>> start Provided information

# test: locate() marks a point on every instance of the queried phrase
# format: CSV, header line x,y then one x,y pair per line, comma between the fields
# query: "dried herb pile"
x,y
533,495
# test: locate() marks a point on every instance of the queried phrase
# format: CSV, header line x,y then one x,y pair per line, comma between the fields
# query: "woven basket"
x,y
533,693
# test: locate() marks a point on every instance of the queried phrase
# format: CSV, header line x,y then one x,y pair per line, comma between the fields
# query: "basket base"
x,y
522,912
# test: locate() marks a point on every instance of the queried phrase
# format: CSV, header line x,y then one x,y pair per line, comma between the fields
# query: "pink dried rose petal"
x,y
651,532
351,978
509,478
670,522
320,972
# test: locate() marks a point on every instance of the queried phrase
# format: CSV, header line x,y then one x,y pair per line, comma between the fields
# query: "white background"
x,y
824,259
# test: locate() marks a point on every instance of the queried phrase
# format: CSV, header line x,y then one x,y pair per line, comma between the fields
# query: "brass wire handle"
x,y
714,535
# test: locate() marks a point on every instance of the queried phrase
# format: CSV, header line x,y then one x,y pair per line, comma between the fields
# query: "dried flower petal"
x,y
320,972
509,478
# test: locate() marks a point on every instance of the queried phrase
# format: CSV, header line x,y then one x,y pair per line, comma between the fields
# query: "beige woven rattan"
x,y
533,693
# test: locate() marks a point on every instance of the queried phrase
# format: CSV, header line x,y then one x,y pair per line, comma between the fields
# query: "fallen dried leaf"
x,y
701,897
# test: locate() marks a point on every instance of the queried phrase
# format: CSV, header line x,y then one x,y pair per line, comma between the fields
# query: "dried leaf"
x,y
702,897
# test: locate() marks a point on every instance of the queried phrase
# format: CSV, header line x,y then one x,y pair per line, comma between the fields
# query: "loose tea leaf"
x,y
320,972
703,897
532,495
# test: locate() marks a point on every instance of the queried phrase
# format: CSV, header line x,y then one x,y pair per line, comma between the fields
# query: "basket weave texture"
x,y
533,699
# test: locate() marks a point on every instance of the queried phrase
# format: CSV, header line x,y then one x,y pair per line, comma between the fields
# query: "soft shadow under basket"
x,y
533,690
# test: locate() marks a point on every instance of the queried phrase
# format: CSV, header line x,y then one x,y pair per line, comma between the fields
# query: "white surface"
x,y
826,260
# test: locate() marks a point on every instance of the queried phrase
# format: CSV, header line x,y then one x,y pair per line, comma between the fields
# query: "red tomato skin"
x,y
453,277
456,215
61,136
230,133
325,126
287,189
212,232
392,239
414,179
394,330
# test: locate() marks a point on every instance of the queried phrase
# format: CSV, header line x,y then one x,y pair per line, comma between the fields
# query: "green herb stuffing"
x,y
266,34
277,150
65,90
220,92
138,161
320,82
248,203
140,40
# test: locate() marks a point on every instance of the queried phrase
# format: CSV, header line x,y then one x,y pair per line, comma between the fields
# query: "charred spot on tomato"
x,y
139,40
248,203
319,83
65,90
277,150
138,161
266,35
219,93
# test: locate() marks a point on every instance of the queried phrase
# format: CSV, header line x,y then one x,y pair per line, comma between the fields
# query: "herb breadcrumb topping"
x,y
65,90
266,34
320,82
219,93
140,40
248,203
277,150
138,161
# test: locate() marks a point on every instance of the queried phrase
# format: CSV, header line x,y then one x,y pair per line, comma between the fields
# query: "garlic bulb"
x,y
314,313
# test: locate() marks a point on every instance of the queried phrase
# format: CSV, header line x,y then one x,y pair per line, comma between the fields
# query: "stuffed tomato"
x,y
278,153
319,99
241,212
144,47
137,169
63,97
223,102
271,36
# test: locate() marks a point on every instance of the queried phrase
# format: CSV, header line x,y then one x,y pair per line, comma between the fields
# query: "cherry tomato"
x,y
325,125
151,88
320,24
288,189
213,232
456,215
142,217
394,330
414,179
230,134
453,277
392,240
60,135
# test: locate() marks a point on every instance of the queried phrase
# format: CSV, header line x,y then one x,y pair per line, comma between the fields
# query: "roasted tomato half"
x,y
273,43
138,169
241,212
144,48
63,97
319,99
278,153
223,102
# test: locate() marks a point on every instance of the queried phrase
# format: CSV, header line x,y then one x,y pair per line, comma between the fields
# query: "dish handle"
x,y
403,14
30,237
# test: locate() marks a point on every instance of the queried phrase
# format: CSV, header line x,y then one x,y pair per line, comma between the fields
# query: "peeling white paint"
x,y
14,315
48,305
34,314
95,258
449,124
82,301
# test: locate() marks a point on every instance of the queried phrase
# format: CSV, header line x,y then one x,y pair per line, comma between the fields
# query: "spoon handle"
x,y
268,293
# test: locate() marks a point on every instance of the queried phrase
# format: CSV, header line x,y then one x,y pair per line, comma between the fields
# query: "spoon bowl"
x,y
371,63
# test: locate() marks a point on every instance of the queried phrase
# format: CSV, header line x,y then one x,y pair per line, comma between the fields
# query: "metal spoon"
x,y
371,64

>> end Provided information

What is required
Make an exact copy of every line in the data.

The completed task
# test: locate() marks a point on every instance of the queried phrase
# format: CSV, header line x,y then one x,y pair per line, comma between the fields
# query: "dried herb pile"
x,y
533,495
# test: locate() marks a point on every instance of the queried phrase
# format: CSV, header line x,y then one x,y pair per line, comma between the fields
# query: "woven basket"
x,y
533,693
# test: locate() marks a point on every instance of the queried phrase
# format: CSV, header line x,y then one x,y pair per line, comma between the fields
# query: "basket base"
x,y
522,912
# test: locate() marks a point on every instance of the queried phrase
# format: CSV, header line x,y then one x,y pair per line, comma between the fields
# query: "pink dried rose petal"
x,y
651,532
351,978
509,478
670,522
320,972
# test: locate() marks a point on every instance of the queried phrase
# format: CSV, header line x,y then one x,y pair per line, comma between the fields
# query: "white background"
x,y
824,259
# test: locate() marks a point on every instance of the queried phrase
# format: CSV, header line x,y then one x,y pair per line, comma between the fields
# query: "brass wire handle"
x,y
714,535
# test: locate() marks a point on every instance of the queried phrase
# format: CSV, header line x,y then one x,y pair per line, comma between the fields
# query: "dried flower petal"
x,y
320,972
509,478
# test: locate() marks a point on every instance of the queried phrase
# format: CSV, header line x,y then one x,y pair per line, comma between the fields
# query: "beige woven rattan"
x,y
533,693
# test: locate() marks a point on every instance of the queried phrase
# format: CSV, header line x,y then one x,y pair per line, comma between the fields
# query: "fallen dried leaf"
x,y
701,897
# test: locate() marks a point on every instance of the queried phrase
# format: CSV, header line x,y then one x,y pair per line, comma between the fields
# query: "dried leaf"
x,y
702,897
# test: locate() marks a point on every instance of the queried phrase
# format: CSV, header line x,y then one x,y pair per line, comma between the fields
# query: "loose tea leaf"
x,y
320,972
703,897
532,495
# test: locate() marks a point on every instance of the queried phrase
# format: CSV, header line x,y then one x,y pair per line, comma between the fields
# query: "basket weave texture"
x,y
533,699
# test: locate() marks a point on every instance of the queried phrase
# format: CSV, header line x,y then one x,y pair per line, comma between the fields
# query: "soft shadow under basket"
x,y
533,690
# test: locate() marks a point on every instance of the queried phrase
# format: CSV, header line x,y then one x,y pair per line, comma between the fields
# query: "white surface"
x,y
826,260
# test: locate() marks a point on every instance of the queried phrase
# format: CSV, header line x,y then one x,y pair per line, comma between the fields
# query: "red tomato skin"
x,y
453,277
456,215
61,136
230,133
325,126
287,189
212,232
392,239
414,179
394,330
# test: locate() marks a point on every instance of the queried phrase
# format: CSV, header line x,y then one x,y pair per line, comma between the fields
# query: "green herb stuffing"
x,y
266,34
277,150
65,90
220,92
138,161
320,82
248,203
140,40
# test: locate() marks a point on every instance of the queried phrase
# format: CSV, header line x,y then one x,y pair per line, comma between the fields
# query: "charred spot on tomato"
x,y
139,40
248,203
319,83
65,90
277,150
138,161
266,35
219,93
# test: locate() marks a point on every instance of the queried phrase
# format: CSV, header line x,y then one x,y pair per line, comma between the fields
# query: "herb breadcrumb topping"
x,y
65,90
266,34
320,82
219,93
140,40
248,203
277,150
138,161
# test: locate() marks a point on every instance of the queried phrase
# format: CSV, header line x,y then one x,y pair per line, comma between the fields
# query: "garlic bulb"
x,y
314,313
# test: locate() marks a point on every instance of the queried phrase
# format: CSV, header line x,y then one x,y pair per line, comma between the fields
# query: "stuffed tomato"
x,y
278,153
319,99
241,212
144,47
137,169
63,97
223,102
271,36
# test: locate() marks a point on every instance of the queried phrase
# format: CSV, header line x,y then one x,y pair per line, comma between the fields
# query: "cherry tomato"
x,y
325,125
151,88
320,24
288,189
213,232
456,215
142,217
394,330
414,179
230,134
453,277
392,240
60,135
# test: locate() marks a point on every instance of the queried phrase
# format: CSV, header line x,y then one x,y pair per line, comma between the fields
# query: "roasted tomato half"
x,y
273,43
138,169
241,212
144,48
63,97
319,99
278,153
223,102
# test: locate() marks a point on every instance of the queried phrase
# format: CSV, header line x,y then one x,y pair per line, comma between the fields
# query: "dish handle"
x,y
403,14
30,237
# test: locate() marks a point on every instance of the queried phrase
# format: CSV, header line x,y then one x,y pair per line, comma between the fields
# query: "peeling white paint"
x,y
14,315
48,305
34,314
95,258
449,124
82,301
# test: locate() marks a point on every instance of the queried phrase
# format: CSV, header line x,y then one x,y pair per line, comma between the fields
# query: "spoon handle"
x,y
268,293
# test: locate() marks a point on every instance of the queried phrase
# format: CSV, header line x,y then one x,y pair per line, comma between the fields
# query: "spoon bowl"
x,y
371,63
# test: locate() marks a point on every instance of the queried phrase
# format: CSV, header line x,y then one x,y pair per line, comma between the fields
# query: "metal spoon"
x,y
371,64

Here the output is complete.